Items from a dataset
___

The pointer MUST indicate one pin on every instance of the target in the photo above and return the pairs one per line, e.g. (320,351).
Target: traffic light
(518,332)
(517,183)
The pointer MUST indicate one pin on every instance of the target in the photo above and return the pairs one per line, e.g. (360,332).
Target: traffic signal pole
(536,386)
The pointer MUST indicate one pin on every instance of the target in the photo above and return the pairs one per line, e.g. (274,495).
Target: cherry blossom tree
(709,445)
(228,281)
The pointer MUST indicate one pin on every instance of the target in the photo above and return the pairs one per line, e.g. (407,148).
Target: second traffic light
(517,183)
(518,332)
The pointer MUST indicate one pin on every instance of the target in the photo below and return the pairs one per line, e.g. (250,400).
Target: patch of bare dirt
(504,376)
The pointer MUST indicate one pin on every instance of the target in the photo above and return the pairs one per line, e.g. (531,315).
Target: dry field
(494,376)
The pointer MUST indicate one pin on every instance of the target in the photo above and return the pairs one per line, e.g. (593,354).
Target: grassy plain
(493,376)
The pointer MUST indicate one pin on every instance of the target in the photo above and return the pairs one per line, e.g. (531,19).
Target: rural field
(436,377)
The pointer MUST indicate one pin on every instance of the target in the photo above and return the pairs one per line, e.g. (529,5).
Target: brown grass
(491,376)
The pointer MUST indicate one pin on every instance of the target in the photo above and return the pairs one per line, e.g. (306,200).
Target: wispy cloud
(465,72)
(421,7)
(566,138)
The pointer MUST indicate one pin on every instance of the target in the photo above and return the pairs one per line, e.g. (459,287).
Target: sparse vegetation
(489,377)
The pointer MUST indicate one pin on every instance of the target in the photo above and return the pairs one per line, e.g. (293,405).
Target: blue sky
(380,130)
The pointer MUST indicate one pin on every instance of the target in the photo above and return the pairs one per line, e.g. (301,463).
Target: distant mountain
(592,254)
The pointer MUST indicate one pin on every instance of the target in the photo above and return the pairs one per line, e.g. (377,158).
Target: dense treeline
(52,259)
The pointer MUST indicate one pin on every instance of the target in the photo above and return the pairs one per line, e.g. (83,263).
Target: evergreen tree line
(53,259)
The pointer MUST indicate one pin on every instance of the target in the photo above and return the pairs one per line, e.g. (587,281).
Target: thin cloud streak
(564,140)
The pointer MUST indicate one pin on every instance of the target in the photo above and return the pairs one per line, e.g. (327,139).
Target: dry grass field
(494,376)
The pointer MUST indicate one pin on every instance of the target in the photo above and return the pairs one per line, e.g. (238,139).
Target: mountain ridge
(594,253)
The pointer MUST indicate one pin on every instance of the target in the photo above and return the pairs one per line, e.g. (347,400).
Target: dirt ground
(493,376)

___

▶ ASSIGNMENT: An exact copy of all the entries is the required answer.

▶ ANSWER FOR THIS EXERCISE:
The pointer MUST indicate one pin on every instance of the target in the photo above and return the pairs one per line, e.g. (320,351).
Target: traffic light
(518,332)
(517,183)
The pointer MUST indicate one pin on every instance of the target in the photo above and return the pairs one per line, e.g. (360,332).
Target: traffic signal pole
(536,386)
The pointer MUST indicate one pin on every instance of the target in the photo above and return the pairs one per line, e.g. (274,495).
Target: cherry blossom tree
(709,445)
(228,281)
The pointer MUST indicate one pin on every instance of the target in the photo above and return the pairs one per line, e.g. (407,148).
Target: second traffic light
(517,183)
(518,332)
The pointer MUST indicate one pin on every instance of the target in the photo below and return the pairs one per line, e.g. (250,400).
Target: patch of bare dirt
(504,376)
The pointer MUST indicate one pin on every instance of the target in the photo above and return the pairs one per line, e.g. (531,315).
Target: dry field
(494,376)
The pointer MUST indicate one pin on every instance of the target in the photo above and return the pairs one per line, e.g. (593,354).
Target: grassy plain
(493,376)
The pointer MUST indicate one pin on every instance of the target in the photo above and return the pairs one per line, e.g. (531,19).
Target: rural field
(436,377)
The pointer MUST indicate one pin on every instance of the target in the photo above and return the pairs one per line, e.g. (529,5).
Target: brown grass
(491,376)
The pointer MUST indicate one pin on every instance of the target in the photo above and return the pairs one per line, e.g. (306,200).
Target: wispy cloud
(465,72)
(421,7)
(566,138)
The pointer MUST indicate one pin on every instance of the target in the photo above and return the pairs one per line, e.g. (459,287).
Target: sparse vegetation
(489,377)
The pointer MUST indicate one pin on every instance of the target in the photo above and return the pairs one per line, e.g. (293,405).
Target: blue sky
(380,130)
The pointer MUST indicate one pin on every instance of the target in the photo above and return the pairs one per line, e.g. (301,463).
Target: distant mountain
(592,254)
The pointer MUST indicate one pin on every instance of the target in the photo above and return the pairs one per line, e.g. (377,158).
Target: dense treeline
(52,259)
The pointer MUST indicate one pin on every instance of the target in the photo above and return the pairs one per line, e.g. (83,263).
Target: evergreen tree line
(53,259)
The pointer MUST indicate one pin on every instance of the target in the photo above and return the pairs one per line, e.g. (587,281).
Target: thin cloud streak
(564,140)
The pointer MUST indicate one pin on every instance of the target in the photo above and return the pairs one per line, e.g. (327,139).
Target: dry grass field
(494,376)
The pointer MUST indicate one pin on every instance of the target in the photo above and return the pairs one per line, e.g. (238,139).
Target: mountain ridge
(594,253)
The pointer MUST indicate one pin on every instance of the target in the photo above and return the pairs one per line, e.g. (347,400).
Target: dirt ground
(493,376)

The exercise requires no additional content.